### Given text
## Begin
Agricultural policy in England is undergoing the greatest change for 50 years. Under the principle of ‘public money for public goods’, new incentives are emerging to reward farmers for delivering enhancements to ecosystem services. i.e., activities which improve the environment and benefit society and human wellbeing. Timing is opportune. With the phasing out subsidies, rising input costs and volatile markets, farmers are increasingly willing to adapt their practices to secure a sustainable future for their businesses.  

While there is enormous potential to harness new public sector programmes (and private funding schemes) to accelerate nature recovery and help maintain farm revenue, the opportunities are difficult for landowners to navigate. Of the few farmers that are generating income from the environment, some employ intermediaries to understand the markets and sell their public goods (carbon capture, water quality improvement) and others are forming co-operative partnerships to position themselves more strongly for negotiation.
## End
### Data
## Begin
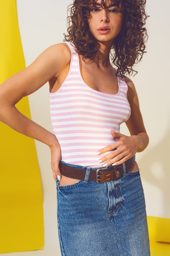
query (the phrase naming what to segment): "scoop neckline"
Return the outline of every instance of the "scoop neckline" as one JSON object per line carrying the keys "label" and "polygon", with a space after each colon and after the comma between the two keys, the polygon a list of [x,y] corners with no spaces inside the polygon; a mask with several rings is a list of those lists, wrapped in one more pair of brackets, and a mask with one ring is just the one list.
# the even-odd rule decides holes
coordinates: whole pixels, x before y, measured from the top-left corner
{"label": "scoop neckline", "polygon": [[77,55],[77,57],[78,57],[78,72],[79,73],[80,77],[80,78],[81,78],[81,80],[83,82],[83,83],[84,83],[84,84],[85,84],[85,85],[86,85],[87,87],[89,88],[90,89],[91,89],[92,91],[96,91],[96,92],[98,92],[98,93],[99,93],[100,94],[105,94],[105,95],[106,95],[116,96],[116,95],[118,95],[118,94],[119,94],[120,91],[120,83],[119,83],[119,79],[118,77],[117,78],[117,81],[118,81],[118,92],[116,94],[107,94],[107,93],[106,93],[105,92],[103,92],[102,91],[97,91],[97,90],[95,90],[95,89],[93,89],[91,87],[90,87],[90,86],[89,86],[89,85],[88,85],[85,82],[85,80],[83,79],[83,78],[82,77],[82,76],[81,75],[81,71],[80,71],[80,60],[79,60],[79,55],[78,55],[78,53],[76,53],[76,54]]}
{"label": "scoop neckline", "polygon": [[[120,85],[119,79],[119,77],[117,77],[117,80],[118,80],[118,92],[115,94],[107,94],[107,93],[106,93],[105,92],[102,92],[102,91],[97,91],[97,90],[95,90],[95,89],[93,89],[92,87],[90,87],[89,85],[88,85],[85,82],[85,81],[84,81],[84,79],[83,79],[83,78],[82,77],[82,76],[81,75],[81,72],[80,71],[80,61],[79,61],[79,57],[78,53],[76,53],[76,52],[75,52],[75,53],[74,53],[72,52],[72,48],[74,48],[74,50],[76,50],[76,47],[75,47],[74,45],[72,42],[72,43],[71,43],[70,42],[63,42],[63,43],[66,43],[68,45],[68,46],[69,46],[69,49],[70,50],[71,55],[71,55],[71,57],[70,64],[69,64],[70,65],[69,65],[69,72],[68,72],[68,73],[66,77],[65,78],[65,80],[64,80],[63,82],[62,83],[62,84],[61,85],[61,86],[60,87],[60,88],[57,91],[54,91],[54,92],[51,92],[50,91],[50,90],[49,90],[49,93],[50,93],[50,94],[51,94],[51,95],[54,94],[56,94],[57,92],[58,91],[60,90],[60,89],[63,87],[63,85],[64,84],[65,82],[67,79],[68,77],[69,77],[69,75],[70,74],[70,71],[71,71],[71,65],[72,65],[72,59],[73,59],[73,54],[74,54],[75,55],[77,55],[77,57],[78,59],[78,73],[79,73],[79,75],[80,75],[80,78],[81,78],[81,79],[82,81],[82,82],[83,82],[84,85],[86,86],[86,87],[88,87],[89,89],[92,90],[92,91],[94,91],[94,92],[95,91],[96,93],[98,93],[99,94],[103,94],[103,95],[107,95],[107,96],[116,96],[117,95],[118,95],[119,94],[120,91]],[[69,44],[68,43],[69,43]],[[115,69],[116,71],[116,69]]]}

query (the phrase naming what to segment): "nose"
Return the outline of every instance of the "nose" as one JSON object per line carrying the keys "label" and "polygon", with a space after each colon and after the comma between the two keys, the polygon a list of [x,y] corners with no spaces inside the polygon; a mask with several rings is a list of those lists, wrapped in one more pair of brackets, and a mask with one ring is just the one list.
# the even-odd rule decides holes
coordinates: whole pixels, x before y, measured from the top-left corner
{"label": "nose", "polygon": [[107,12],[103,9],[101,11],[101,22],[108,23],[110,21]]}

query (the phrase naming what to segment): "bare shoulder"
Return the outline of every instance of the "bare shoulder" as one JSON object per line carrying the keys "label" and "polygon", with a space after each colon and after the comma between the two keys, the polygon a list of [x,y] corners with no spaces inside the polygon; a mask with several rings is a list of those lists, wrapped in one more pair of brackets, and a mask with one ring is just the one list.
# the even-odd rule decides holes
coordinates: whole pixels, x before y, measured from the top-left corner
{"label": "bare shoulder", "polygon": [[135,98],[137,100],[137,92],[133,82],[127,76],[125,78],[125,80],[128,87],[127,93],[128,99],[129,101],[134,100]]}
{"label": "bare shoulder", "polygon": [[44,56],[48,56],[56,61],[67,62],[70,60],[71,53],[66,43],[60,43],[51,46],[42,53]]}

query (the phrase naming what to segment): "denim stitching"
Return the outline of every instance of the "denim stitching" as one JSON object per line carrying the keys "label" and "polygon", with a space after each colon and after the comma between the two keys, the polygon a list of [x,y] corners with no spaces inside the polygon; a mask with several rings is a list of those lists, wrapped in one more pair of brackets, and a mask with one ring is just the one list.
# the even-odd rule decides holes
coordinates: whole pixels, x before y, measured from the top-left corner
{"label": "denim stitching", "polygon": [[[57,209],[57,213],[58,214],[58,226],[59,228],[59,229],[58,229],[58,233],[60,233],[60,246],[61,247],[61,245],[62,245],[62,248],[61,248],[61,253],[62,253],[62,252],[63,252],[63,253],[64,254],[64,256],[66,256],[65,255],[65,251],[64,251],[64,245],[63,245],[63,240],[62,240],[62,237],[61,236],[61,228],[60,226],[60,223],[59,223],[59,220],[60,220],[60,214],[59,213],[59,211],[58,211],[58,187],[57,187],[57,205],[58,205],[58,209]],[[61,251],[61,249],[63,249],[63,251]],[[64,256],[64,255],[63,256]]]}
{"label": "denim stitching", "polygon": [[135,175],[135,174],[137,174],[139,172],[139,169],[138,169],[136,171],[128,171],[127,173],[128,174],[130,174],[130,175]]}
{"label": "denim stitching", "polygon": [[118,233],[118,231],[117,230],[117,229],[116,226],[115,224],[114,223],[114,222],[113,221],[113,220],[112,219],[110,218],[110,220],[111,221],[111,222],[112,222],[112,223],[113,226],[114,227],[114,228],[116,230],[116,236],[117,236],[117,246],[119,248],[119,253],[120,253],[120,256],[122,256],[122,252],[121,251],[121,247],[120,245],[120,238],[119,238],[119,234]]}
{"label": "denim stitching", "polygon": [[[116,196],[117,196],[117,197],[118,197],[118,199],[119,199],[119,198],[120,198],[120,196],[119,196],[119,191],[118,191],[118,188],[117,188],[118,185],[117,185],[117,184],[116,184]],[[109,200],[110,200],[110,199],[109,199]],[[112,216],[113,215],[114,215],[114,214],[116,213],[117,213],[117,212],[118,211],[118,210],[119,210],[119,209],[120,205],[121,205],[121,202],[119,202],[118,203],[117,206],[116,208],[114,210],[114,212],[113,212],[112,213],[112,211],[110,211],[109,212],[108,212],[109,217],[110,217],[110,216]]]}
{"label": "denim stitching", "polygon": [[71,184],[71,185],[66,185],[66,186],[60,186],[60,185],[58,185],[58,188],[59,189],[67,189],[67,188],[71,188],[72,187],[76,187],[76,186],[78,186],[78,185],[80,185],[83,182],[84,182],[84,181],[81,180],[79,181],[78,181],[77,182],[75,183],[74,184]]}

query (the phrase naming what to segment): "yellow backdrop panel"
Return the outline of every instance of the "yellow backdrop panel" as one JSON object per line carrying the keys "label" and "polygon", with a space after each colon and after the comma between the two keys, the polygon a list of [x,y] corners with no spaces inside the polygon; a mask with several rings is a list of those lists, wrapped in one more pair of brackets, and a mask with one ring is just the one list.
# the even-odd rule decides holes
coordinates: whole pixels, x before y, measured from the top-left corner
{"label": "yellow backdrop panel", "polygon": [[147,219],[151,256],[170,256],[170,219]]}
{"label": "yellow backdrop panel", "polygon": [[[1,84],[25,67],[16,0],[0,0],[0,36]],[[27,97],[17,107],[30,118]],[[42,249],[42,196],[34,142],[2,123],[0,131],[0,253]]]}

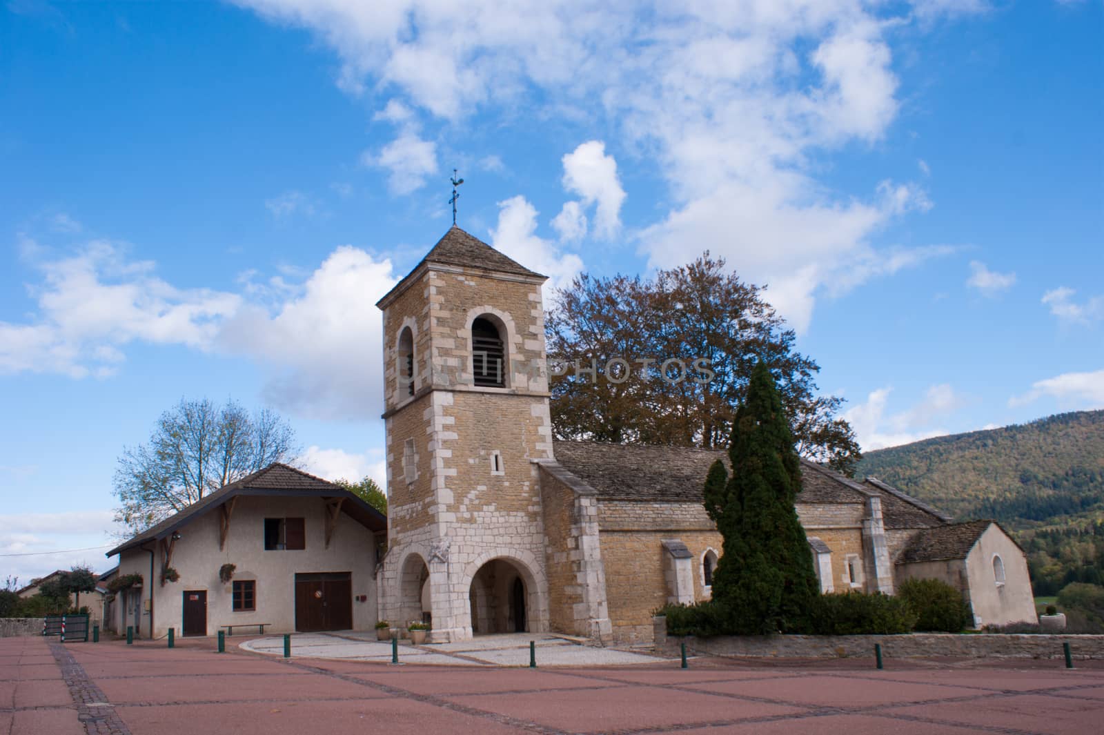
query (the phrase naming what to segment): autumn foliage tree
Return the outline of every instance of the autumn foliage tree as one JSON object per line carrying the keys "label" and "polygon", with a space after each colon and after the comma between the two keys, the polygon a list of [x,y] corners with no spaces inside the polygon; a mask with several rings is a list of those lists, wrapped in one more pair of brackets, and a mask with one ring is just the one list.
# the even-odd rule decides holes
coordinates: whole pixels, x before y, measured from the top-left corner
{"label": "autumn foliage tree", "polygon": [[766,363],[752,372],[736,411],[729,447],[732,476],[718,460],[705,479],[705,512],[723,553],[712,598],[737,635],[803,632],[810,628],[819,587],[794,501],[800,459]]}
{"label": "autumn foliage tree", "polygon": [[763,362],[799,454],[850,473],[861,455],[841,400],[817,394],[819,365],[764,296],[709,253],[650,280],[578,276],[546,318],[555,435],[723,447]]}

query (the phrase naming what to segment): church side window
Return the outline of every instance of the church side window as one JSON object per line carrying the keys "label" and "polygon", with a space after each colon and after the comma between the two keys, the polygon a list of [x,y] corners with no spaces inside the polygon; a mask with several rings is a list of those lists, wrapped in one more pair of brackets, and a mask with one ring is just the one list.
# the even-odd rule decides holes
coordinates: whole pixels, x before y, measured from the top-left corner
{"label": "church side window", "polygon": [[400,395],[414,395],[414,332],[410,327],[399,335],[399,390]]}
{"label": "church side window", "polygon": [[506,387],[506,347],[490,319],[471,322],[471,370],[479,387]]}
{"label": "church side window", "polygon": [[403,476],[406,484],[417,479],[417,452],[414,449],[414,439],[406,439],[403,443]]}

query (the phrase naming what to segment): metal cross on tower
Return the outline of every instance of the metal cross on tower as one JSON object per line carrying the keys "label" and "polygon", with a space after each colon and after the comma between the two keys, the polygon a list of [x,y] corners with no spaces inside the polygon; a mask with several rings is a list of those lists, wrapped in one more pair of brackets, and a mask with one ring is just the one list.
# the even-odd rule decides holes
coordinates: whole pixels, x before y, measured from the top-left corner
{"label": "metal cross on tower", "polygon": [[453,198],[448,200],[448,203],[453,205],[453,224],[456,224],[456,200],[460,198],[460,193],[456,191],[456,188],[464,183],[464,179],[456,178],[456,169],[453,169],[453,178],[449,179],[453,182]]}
## End
### What you need to do
[A] In the text on English agricultural policy, shorten the paragraph beginning "Agricultural policy in England is undergoing" while keeping its main facts.
[B] According to the text on English agricultural policy, which public goods do some farmers sell through intermediaries?
[C] Write a continuation of the text on English agricultural policy, starting after its final sentence.

### Answers below
[A] England's agricultural policy is going through its biggest change in 50 years. Under "public money for public goods," new incentives reward farmers for improving ecosystem services that benefit the environment, society and human wellbeing. The timing suits farmers: with subsidies being phased out, input costs rising and markets volatile, more of them are willing to change their practices to keep their businesses sustainable.

[B] Carbon capture and water quality improvement.

[C]
In this PhD project, you will identify markets for public goods, scoping opportunities for ‘stacking’ or ‘bundling’ different revenue streams. You will compare existing tools for ecosystem service valuation (e.g. NEVO, InVEST) with your own GIS-derived data.  You will quantify uncertainties and examine the utility of modelled outputs for establishing trade-offs and synergies under multiple objectives to land management; for example, how do you maintain food production while maximising carbon storage and achieving biodiversity net gain? You will talk to farmer groups to aggregate solutions and lessen concerns about uncertainties, wasted opportunities or overcommitments. You will pioneer a multi-scale, resilient ‘portfolio’ approach to land management.  

This project is at the cutting edge of pragmatic solutions for nature recovery and will position you as an expert in the field. The PhD will prepare you for a future career in research, or with government or non-government land management and conservation agencies.

The start date is October 2023

Entry requirements

We welcome applications from candidates of environmental science and numerical disciplines, including degrees in geography, environmental economics or computing. Previous experience with GIS and scripting languages such as R or Python, would be advantageous. Candidates should have excellent communication and presentation skills and will ideally be highly motivated to apply academic research to real-world problems.

The standard minimum entry requirement is 2:1.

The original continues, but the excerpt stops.